* START *

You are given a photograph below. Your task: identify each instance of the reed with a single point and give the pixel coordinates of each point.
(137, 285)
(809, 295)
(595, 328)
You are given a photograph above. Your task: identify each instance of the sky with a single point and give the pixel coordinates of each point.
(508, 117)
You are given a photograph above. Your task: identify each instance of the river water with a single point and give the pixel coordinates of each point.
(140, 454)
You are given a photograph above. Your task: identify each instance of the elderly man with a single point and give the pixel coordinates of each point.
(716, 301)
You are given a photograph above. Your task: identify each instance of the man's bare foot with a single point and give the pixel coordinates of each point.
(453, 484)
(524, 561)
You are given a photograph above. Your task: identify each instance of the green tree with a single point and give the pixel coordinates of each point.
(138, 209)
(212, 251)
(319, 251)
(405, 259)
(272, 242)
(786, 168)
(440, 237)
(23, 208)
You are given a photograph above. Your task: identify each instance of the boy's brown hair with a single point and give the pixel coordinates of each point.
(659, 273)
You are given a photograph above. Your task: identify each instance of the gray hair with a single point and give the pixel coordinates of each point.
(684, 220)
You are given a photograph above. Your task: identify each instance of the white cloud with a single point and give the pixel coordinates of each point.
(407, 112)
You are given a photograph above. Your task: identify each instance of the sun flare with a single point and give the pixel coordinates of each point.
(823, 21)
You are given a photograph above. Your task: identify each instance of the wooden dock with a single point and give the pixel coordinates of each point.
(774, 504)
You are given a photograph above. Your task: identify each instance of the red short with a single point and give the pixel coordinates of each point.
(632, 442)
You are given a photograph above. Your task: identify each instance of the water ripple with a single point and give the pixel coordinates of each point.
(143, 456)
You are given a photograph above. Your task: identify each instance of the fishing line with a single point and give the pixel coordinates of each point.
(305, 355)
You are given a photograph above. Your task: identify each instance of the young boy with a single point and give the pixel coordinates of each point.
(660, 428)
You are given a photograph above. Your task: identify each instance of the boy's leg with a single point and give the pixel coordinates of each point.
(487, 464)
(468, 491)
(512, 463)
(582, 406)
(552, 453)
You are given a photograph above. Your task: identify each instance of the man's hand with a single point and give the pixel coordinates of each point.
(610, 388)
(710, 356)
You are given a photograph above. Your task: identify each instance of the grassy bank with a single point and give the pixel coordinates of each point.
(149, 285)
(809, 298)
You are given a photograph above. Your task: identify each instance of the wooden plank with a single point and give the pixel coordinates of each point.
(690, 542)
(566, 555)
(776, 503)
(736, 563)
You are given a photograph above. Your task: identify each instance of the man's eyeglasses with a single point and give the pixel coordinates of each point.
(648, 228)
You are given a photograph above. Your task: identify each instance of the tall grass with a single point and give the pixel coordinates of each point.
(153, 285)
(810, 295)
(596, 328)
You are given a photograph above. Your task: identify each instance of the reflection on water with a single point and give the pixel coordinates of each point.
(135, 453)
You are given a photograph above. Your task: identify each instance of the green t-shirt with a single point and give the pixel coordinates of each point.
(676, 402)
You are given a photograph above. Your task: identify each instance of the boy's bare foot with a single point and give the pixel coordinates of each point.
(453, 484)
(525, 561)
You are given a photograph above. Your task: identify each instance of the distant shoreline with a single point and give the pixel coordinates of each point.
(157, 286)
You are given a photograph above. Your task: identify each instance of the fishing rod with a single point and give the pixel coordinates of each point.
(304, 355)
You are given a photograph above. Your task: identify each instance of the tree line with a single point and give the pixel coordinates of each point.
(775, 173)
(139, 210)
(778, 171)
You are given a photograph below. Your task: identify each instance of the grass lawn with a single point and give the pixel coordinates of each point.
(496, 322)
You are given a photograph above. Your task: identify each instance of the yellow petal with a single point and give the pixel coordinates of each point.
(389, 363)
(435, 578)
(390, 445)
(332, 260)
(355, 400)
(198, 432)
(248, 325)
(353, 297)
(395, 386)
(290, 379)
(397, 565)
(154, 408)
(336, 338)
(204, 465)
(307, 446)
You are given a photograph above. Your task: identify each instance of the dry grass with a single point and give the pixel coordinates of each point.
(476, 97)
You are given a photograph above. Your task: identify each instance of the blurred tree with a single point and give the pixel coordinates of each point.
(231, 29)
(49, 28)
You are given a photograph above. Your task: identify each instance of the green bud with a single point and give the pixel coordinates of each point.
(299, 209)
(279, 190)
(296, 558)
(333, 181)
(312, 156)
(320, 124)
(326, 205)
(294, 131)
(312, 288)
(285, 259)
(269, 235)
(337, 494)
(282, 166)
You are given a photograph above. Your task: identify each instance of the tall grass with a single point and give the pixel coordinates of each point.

* END *

* [Stated problem]: Reproduce precisely the span of lines that begins at the line containing "the boy's bare" and ends with the last line of the listing.

* [Written response]:
You are given a photograph above. Your task: identify each instance of the boy's bare foot with a single point and give the pixel coordinates of each point.
(453, 484)
(525, 561)
You are given a photograph above. Your task: identify each instance of the distant shoreline with a single point and give the pixel coordinates of each point.
(157, 286)
You are given a photograph above. Your task: identify each instance of the fishing rod with a single point and give the pixel coordinates of each point.
(304, 355)
You are given a photograph above. Your task: identify each instance of the tree line with a single point and give the pixel coordinates of each point.
(775, 173)
(139, 210)
(778, 171)
You are given a photograph below. Your task: identify each instance of the grass lawn with a single point and give the pixel coordinates of each point.
(496, 322)
You are given a photograph above. Your task: identify each instance of the yellow petal with a single point and give the pixel coordinates of each point.
(389, 363)
(435, 578)
(390, 445)
(332, 260)
(355, 400)
(198, 432)
(248, 325)
(353, 297)
(395, 386)
(290, 379)
(397, 565)
(154, 408)
(336, 338)
(204, 465)
(307, 446)
You are given a photograph above. Your task: identify each instance of the dry grass with a single point and give the pixel coordinates of each point.
(476, 97)
You are given a photograph above. Your task: identify each instance of the blurred tree with a single point and give the pixel coordinates of each point.
(231, 29)
(49, 28)
You are given a photograph above. Your task: identify each instance of the green bud with a single point and give the pixel coordinates of each point.
(299, 209)
(279, 190)
(296, 558)
(333, 181)
(312, 156)
(320, 124)
(326, 205)
(294, 131)
(312, 288)
(285, 259)
(269, 235)
(337, 494)
(282, 166)
You are given a photograph above. Your task: identify each instance of the tall grass with a single point and give the pixel coordinates of each point.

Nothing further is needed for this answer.